Input records.
## Start

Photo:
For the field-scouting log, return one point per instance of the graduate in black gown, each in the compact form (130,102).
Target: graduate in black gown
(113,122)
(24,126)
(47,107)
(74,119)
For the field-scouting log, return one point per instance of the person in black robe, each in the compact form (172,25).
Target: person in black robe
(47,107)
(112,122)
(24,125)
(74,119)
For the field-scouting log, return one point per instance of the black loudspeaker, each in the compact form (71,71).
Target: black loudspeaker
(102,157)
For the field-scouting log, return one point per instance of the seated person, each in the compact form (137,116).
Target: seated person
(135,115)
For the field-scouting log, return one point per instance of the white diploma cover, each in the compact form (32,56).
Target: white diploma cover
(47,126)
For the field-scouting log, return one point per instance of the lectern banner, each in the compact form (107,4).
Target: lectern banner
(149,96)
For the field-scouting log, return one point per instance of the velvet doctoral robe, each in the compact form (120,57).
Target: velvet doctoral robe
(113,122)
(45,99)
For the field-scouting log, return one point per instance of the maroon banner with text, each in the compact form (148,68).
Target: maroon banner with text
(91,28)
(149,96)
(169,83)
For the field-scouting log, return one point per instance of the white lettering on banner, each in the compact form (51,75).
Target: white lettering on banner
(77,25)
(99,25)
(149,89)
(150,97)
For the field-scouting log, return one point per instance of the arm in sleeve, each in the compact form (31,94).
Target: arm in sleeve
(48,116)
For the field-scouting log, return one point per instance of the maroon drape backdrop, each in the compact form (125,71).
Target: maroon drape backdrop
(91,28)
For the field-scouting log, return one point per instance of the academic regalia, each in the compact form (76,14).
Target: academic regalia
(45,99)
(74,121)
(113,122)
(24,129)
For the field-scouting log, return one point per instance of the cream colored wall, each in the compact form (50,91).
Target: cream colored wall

## End
## Start

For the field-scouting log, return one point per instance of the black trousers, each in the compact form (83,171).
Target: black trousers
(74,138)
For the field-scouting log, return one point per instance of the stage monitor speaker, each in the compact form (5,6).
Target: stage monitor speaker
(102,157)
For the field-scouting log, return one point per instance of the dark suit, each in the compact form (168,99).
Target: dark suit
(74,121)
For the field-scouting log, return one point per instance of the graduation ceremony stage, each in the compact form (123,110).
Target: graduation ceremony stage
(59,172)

## End
## Start

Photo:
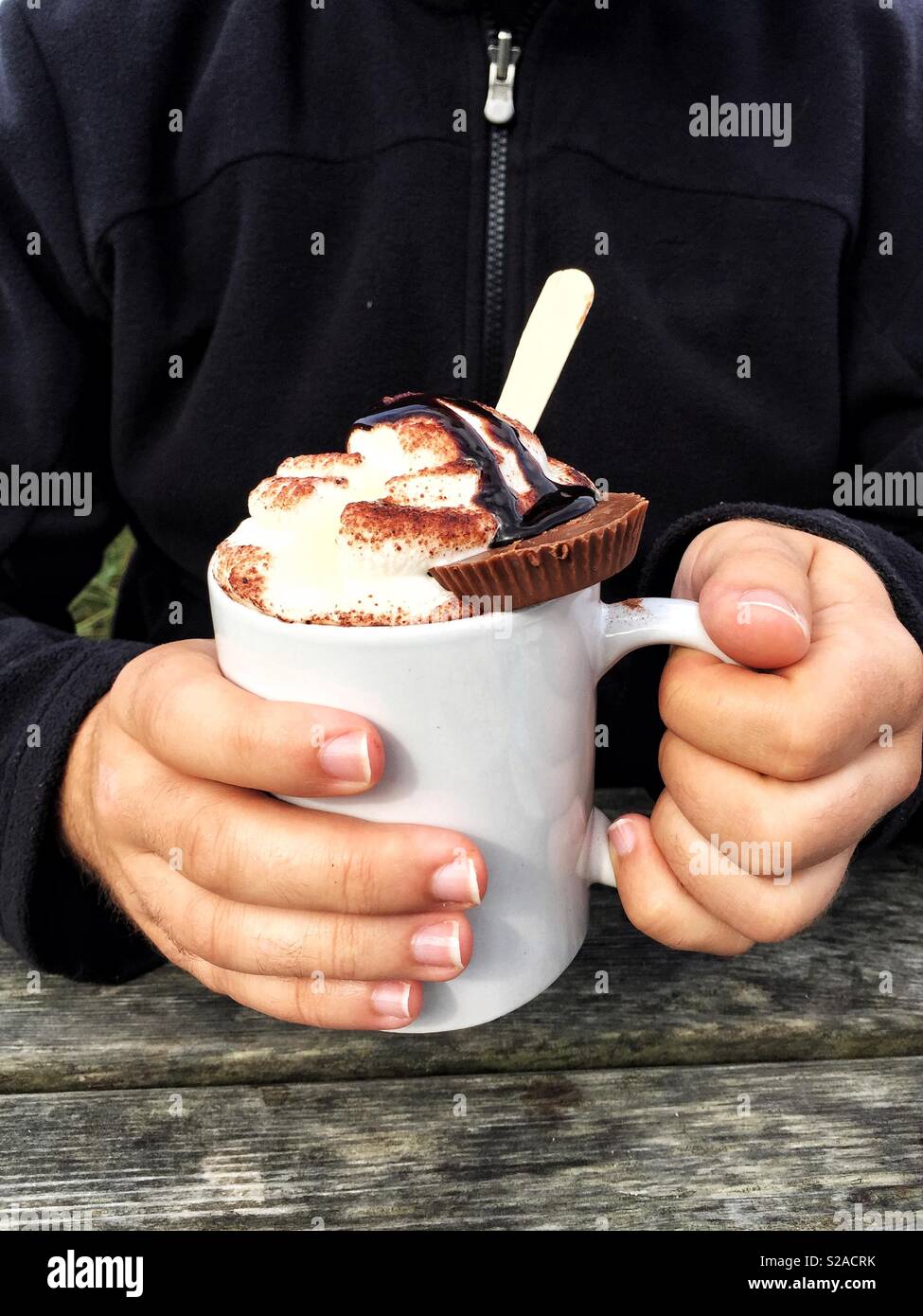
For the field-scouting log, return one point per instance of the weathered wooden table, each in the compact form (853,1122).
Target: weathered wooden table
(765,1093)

## End

Work instructions. Copy out the listing from the line with "compact form (107,4)." to the line with "Target: cream colored wall", both included, word for word.

Output for this task.
For the field-scouting log, return one point per instance of the lectern banner, each in the compact form (107,4).
Target: lectern banner
(149,96)
For the field-scouting log, return one point per instance of the velvet doctoral robe, each in the compact form (120,57).
Target: velvet doctoral robe
(113,122)
(45,99)
For the field-scouting log, return one point per instance of the maroon banner with text, each in the compact form (148,68).
Target: maroon banner with text
(91,28)
(149,96)
(169,83)
For the field-scouting log, return one point per instance of the white lettering on banner, each in the compact form (51,75).
Target: white lettering on banner
(77,25)
(99,25)
(149,89)
(150,97)
For the field-scouting log, return one point per instance of the arm in sleeve, each in the compact form (31,94).
Target: arm in sleeve
(48,116)
For the field-scouting log, return one point per instance of the maroon drape backdrop, each in the compact form (125,71).
Target: maroon drape backdrop
(91,28)
For the field-scouting log, return one point per instance of the academic regalia, each in the compact form (76,14).
Target: academic regalia
(45,99)
(74,121)
(113,122)
(24,129)
For the field-scouting log, return one point per instance of the cream colored wall, each in the compact form (50,91).
Target: cream colored wall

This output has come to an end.